Source material =
* Start *

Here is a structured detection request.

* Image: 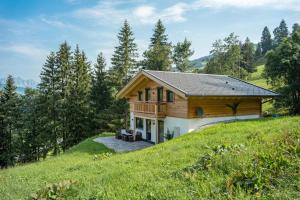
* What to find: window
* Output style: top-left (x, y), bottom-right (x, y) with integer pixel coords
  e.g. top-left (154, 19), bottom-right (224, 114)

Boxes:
top-left (135, 117), bottom-right (144, 129)
top-left (145, 88), bottom-right (151, 101)
top-left (167, 90), bottom-right (174, 102)
top-left (157, 87), bottom-right (164, 102)
top-left (138, 91), bottom-right (143, 101)
top-left (196, 107), bottom-right (204, 117)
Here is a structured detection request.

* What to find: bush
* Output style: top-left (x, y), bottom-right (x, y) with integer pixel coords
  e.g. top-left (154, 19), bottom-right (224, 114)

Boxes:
top-left (165, 129), bottom-right (174, 140)
top-left (28, 180), bottom-right (78, 200)
top-left (226, 133), bottom-right (300, 198)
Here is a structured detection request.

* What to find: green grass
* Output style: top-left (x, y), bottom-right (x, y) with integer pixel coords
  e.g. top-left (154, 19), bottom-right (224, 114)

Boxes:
top-left (249, 65), bottom-right (286, 115)
top-left (0, 117), bottom-right (300, 200)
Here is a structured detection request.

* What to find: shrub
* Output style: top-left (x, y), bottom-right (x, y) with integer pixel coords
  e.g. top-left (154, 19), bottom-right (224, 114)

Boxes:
top-left (165, 129), bottom-right (174, 140)
top-left (226, 130), bottom-right (300, 198)
top-left (28, 180), bottom-right (78, 200)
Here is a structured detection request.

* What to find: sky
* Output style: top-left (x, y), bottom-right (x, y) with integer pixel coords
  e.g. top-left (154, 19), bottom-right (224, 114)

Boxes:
top-left (0, 0), bottom-right (300, 81)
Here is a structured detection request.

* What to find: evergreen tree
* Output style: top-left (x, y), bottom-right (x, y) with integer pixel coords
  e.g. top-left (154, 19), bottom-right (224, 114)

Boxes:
top-left (241, 37), bottom-right (255, 73)
top-left (92, 53), bottom-right (112, 113)
top-left (205, 33), bottom-right (247, 78)
top-left (18, 88), bottom-right (44, 162)
top-left (292, 23), bottom-right (300, 34)
top-left (142, 20), bottom-right (172, 71)
top-left (110, 20), bottom-right (138, 90)
top-left (172, 38), bottom-right (194, 72)
top-left (65, 45), bottom-right (91, 147)
top-left (264, 32), bottom-right (300, 114)
top-left (0, 75), bottom-right (18, 168)
top-left (273, 20), bottom-right (289, 47)
top-left (55, 41), bottom-right (72, 150)
top-left (261, 26), bottom-right (272, 55)
top-left (91, 53), bottom-right (113, 132)
top-left (255, 42), bottom-right (262, 60)
top-left (39, 52), bottom-right (63, 155)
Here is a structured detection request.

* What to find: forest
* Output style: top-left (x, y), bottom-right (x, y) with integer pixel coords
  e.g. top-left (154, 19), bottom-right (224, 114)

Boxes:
top-left (0, 20), bottom-right (300, 168)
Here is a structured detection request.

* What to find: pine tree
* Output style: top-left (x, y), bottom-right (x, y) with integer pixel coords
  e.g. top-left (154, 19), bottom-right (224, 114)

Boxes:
top-left (264, 32), bottom-right (300, 114)
top-left (55, 41), bottom-right (72, 150)
top-left (0, 75), bottom-right (18, 168)
top-left (292, 23), bottom-right (300, 34)
top-left (110, 20), bottom-right (138, 90)
top-left (205, 33), bottom-right (247, 78)
top-left (18, 88), bottom-right (44, 162)
top-left (273, 20), bottom-right (289, 47)
top-left (172, 38), bottom-right (194, 72)
top-left (91, 53), bottom-right (113, 132)
top-left (66, 45), bottom-right (91, 147)
top-left (39, 52), bottom-right (63, 155)
top-left (241, 37), bottom-right (255, 73)
top-left (92, 53), bottom-right (112, 113)
top-left (142, 20), bottom-right (172, 71)
top-left (261, 26), bottom-right (272, 55)
top-left (255, 42), bottom-right (262, 60)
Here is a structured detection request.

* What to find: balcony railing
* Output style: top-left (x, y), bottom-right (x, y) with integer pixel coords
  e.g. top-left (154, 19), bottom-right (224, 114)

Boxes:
top-left (133, 101), bottom-right (167, 117)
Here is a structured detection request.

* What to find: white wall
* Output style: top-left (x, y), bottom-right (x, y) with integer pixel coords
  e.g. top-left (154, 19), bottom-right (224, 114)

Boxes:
top-left (164, 115), bottom-right (260, 137)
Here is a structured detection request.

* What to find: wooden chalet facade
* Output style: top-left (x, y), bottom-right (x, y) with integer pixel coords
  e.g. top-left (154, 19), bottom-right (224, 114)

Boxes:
top-left (118, 70), bottom-right (278, 143)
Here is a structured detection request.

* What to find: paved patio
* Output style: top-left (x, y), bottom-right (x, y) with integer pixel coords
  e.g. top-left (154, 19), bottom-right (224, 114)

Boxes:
top-left (94, 137), bottom-right (153, 152)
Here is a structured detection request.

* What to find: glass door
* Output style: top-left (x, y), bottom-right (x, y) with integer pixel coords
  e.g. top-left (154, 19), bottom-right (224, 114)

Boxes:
top-left (158, 120), bottom-right (165, 143)
top-left (146, 119), bottom-right (151, 141)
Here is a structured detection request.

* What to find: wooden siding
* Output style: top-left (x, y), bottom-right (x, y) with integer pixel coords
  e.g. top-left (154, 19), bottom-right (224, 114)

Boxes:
top-left (129, 78), bottom-right (261, 118)
top-left (188, 97), bottom-right (261, 118)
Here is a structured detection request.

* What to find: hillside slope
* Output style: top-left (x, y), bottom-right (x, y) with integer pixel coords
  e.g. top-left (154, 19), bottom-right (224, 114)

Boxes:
top-left (0, 117), bottom-right (300, 200)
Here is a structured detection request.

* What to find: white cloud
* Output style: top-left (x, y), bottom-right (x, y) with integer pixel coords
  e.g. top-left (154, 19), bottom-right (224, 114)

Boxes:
top-left (194, 0), bottom-right (300, 10)
top-left (0, 44), bottom-right (49, 60)
top-left (73, 1), bottom-right (129, 23)
top-left (133, 3), bottom-right (189, 24)
top-left (40, 17), bottom-right (69, 28)
top-left (133, 5), bottom-right (155, 20)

* End *

Your objective =
Find each line in the listing above that contains the string "tree" and copy it out. Matches are case-sensitive.

Solved problem =
* What to find: evergreen tree
* What to find: pine tree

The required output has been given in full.